[DATA FOR THIS EXERCISE]

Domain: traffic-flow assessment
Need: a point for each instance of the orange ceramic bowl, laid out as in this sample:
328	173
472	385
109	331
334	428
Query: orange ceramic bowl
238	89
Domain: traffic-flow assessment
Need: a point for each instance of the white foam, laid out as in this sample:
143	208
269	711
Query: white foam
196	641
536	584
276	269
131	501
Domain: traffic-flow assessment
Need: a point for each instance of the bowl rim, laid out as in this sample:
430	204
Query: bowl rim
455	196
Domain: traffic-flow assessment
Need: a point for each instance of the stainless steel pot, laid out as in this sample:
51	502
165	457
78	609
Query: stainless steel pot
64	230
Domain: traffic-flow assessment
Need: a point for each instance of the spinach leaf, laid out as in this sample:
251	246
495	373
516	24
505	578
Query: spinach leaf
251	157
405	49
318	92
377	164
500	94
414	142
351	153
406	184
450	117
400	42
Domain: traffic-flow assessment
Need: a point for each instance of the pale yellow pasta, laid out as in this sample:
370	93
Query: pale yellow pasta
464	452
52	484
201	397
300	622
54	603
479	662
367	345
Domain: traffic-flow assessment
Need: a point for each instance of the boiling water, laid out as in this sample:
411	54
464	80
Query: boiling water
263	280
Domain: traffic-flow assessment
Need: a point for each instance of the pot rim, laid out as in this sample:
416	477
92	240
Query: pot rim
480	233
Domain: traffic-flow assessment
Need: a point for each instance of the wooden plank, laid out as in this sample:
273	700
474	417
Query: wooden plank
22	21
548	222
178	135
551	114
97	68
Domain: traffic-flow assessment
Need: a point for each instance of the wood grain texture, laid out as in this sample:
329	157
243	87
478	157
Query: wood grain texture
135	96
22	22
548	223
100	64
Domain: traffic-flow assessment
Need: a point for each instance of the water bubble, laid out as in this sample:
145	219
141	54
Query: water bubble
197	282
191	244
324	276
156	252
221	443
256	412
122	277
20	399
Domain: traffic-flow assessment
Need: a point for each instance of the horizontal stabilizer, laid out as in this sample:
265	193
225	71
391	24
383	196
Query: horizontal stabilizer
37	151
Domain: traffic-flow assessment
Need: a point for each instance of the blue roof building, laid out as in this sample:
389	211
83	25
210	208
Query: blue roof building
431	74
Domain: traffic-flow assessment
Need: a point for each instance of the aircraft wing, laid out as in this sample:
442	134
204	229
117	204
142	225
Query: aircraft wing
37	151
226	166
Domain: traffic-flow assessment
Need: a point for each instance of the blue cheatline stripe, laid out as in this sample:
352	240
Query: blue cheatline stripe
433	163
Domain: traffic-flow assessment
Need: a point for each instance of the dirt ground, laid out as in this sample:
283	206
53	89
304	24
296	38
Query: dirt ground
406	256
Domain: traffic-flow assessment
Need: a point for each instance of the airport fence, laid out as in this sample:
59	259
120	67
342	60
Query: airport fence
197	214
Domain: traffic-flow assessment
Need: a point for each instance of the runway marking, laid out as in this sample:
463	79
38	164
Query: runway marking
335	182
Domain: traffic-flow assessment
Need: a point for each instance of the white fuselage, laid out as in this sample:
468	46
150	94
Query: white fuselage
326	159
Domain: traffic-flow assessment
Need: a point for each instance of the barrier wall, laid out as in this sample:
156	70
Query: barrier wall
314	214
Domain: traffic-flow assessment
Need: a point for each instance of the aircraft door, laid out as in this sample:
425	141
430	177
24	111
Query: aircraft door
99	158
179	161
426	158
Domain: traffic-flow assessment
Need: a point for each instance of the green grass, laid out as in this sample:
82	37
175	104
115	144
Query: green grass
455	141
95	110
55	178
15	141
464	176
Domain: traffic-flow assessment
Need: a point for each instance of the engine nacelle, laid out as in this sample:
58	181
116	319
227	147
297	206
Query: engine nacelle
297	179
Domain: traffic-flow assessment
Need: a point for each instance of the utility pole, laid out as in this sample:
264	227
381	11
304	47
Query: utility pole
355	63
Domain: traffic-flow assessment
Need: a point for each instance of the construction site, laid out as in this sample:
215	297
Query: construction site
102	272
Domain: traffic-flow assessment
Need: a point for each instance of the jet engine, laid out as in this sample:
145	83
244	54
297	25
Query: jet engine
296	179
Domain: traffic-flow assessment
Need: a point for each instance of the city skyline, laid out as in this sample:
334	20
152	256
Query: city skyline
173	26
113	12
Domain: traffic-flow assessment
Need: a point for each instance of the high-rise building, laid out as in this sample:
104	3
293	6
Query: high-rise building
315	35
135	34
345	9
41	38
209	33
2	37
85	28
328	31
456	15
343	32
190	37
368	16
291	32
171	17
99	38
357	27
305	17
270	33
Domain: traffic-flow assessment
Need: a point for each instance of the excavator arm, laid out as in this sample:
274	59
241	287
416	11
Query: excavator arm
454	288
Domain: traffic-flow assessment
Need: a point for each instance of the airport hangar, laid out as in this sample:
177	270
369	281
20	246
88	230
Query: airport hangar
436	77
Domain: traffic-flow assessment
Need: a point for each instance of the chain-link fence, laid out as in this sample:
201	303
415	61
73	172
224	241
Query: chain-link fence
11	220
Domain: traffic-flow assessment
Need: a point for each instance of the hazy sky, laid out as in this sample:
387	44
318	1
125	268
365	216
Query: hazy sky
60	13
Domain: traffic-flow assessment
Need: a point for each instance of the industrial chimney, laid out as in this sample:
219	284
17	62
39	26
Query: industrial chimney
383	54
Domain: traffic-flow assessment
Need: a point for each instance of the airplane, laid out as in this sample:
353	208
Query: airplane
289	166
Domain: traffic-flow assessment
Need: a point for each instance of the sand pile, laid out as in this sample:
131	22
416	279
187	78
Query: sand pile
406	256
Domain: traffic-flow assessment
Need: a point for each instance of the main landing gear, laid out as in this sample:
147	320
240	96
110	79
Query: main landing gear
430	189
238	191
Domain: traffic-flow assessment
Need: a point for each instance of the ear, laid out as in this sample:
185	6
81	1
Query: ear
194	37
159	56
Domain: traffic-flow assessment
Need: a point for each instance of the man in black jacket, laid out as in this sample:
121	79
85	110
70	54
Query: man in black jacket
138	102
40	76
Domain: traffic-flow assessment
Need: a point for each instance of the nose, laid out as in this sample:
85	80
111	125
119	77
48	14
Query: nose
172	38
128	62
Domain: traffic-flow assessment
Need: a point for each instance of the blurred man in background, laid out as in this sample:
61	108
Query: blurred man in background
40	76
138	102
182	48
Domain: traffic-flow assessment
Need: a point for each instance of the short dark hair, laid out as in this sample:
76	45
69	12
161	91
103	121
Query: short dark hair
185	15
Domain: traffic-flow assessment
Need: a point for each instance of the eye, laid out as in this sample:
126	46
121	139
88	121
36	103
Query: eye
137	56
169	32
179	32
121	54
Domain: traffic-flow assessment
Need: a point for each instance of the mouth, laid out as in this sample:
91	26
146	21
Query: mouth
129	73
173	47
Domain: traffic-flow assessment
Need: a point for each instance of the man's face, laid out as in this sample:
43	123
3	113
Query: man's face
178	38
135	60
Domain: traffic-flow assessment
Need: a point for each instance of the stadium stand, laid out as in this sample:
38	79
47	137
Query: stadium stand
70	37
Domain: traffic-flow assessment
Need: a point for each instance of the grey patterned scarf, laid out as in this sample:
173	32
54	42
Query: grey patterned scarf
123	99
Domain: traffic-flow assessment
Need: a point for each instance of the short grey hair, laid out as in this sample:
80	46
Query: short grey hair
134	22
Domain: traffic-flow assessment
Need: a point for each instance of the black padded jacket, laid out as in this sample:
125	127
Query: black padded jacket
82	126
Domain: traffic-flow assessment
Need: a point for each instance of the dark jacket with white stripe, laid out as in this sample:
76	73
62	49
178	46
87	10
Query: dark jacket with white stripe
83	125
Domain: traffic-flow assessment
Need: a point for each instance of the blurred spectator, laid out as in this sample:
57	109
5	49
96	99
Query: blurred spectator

[/DATA FOR THIS EXERCISE]

TASK DETAILS:
Lines with "spectator" in them are what the answer must contain; copy each from the records above.

RESPONSE AREA:
Need: a point for each instance of the blurred spectator, laid out as in this sample:
Query: blurred spectator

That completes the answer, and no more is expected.